▸ Gegeven tekst:
_ _ _ _ _

Thuis >> 31 januari
31 januari
Het verbond gebroken en vernieuwd
Slechts een korte tijd is verstreken sinds de Israëlieten de voorwaarden van Gods verbond zo enthousiast aanvaardden en trouw zwoeren aan Zijn wetten. Maar toch blijkt nu dat hun toewijding meer een emotionele aangelegenheid was dan een oprechte toewijding; slechts een maand nadat Mozes de berg besteeg vragen de mensen aan Aäron om voor hen een tastbare god te maken die ze kunnen aanbidden – een afgod. God heeft een dergelijke aanbidding uiteraard uitdrukkelijk verboden. Desondanks wordt Aäron overgehaald en maakt hij een gouden kalf, dat door de Israëlieten wordt aanbeden. God reageert woedend en Mozes moet als pleitbezorger voor zijn volk optreden. Ook Mozes zelf reageert woedend, zoals aangetoond wordt door zijn reactie op deze ontmoedigende gebeurtenis. Maar God is vergevingsgezind en met een krachtige herhaling van Zijn wetten stemt Hij in met een vernieuwing van het verbond.

_ _ _ _ _

▸ Brongegevens:
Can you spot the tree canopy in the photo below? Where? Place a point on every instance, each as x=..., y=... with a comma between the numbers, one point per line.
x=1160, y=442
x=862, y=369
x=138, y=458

_ _ _ _ _

▸ Opdrachten:
1) Welke personen en groepen worden in de tekst over het gouden kalf bij naam genoemd?
2) Breid de tekst over het gouden kalf uit door hem na de laatste zin verder te schrijven.
De lijst heeft niets met de tekst te maken.

▸ Verwachte antwoorden:
1) God, Mozes, Aäron en de Israëlieten.

2)
Ex. 32:1-6
AARON MAAKT GOUDEN KALF. Toen het volk zag dat Mozes niet direct terugkeerde van de berg,
ging het naar Aäron. "Vooruit", zeiden zij, "maak een god voor ons die ons kan leiden, want
Mozes die ons vanuit Egypte hier heeft gebracht, is verdwenen; er moet iets met hem zijn
gebeurd."
"Goed", zei Aäron, "geef mij jullie gouden ringen maar." Iedereen leverde zijn gouden ringen in:
mannen, vrouwen, jongens en meisjes. Aäron smolt het goud en goot het in de vorm van een
kalf. De Israëlieten riepen: "O Israël, dit is de god die ons uit Egypte heeft bevrijd!"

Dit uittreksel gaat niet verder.